Exercise task 1 - Please duplicate the passage on CRM for waterflood in full, with no changes.

CRM is an input-output model derived from a continuity equation to quantify producer-injector connection strength during waterflood using solely production data. This work improves the CRM application method for waterflood and develops CRM theories and application methods for other recovery periods such as primary recovery and water-CO2 flood.
A West Texas field test was carried out to validate CRM for a waterflood. The CRM fit was evaluated and used to optimize the oil production by changing injection rates. Through this first field experiment, a CRM application procedure was developed. With the CRM optimized injection schedule, the field gained 5372 bbls of additional oil production increase after one year. This research also quantitatively validates the CRM gain and time constant using synthetic fields and compares them to parameters of the streamline model, a complex model with similar purposes to the CRM. The CRM provides similar results as the streamline model with fewer inputs.

Exercise task 2 - Pick out every line of the rows that contains the word "dead".

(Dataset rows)
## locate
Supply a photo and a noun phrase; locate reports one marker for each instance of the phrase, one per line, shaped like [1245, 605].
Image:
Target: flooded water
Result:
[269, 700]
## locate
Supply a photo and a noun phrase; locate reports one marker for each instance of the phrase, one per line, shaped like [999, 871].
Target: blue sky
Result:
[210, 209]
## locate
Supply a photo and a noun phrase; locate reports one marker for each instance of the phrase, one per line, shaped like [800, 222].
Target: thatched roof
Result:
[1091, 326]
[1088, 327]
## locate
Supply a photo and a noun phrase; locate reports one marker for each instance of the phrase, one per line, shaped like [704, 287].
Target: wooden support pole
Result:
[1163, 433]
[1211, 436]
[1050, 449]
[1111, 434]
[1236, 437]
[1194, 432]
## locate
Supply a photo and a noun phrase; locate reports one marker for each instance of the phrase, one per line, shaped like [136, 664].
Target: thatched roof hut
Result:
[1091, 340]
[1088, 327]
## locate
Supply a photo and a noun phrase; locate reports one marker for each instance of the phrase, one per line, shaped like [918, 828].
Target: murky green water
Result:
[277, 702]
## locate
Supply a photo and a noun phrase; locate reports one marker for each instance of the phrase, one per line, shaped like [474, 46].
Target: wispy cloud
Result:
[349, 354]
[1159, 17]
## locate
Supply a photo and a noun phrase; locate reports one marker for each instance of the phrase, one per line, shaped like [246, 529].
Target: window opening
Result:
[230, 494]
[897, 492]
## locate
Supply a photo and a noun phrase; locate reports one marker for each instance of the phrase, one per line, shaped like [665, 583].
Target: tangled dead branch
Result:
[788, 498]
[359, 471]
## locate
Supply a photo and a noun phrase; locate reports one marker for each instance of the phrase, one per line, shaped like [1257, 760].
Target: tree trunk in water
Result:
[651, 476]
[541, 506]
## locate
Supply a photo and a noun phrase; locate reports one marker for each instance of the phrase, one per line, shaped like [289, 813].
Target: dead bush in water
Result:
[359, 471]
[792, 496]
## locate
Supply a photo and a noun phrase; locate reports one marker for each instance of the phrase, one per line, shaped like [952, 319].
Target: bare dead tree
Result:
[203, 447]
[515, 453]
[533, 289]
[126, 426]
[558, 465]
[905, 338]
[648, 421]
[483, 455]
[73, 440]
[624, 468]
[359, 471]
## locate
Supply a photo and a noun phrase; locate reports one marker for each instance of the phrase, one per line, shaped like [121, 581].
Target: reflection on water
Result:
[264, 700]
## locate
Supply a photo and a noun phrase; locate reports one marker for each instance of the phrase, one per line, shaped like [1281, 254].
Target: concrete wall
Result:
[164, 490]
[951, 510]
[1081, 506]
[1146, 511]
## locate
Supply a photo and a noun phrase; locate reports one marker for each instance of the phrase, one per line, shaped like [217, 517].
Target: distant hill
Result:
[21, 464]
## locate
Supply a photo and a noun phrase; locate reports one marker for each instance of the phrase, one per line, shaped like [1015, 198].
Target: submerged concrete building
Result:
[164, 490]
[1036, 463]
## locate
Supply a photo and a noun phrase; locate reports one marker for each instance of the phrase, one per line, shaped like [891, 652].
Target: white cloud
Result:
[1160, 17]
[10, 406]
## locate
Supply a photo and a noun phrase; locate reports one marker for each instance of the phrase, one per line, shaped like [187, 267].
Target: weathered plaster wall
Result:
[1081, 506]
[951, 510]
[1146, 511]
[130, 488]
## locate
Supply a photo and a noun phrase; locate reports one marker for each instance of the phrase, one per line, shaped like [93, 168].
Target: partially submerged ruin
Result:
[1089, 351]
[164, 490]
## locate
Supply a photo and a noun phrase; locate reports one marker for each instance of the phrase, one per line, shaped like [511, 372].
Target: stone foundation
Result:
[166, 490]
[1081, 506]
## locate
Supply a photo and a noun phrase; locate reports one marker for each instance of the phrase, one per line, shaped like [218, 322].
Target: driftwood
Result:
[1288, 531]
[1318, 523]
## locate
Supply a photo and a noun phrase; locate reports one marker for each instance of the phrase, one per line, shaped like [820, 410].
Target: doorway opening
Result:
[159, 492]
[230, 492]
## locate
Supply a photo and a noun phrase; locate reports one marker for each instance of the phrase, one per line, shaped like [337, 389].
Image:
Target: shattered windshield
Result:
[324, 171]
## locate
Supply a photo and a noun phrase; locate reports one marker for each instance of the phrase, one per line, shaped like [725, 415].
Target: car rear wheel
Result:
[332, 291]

Full output 1 -
CRM is an input-output model derived from a continuity equation to quantify producer-injector connection strength during waterflood using solely production data. This work improves the CRM application method for waterflood and develops CRM theories and application methods for other recovery periods such as primary recovery and water-CO2 flood.
A West Texas field test was carried out to validate CRM for a waterflood. The CRM fit was evaluated and used to optimize the oil production by changing injection rates. Through this first field experiment, a CRM application procedure was developed. With the CRM optimized injection schedule, the field gained 5372 bbls of additional oil production increase after one year. This research also quantitatively validates the CRM gain and time constant using synthetic fields and compares them to parameters of the streamline model, a complex model with similar purposes to the CRM. The CRM provides similar results as the streamline model with fewer inputs.

Full output 2 -
Target: tangled dead branch
Target: dead bush in water
Target: bare dead tree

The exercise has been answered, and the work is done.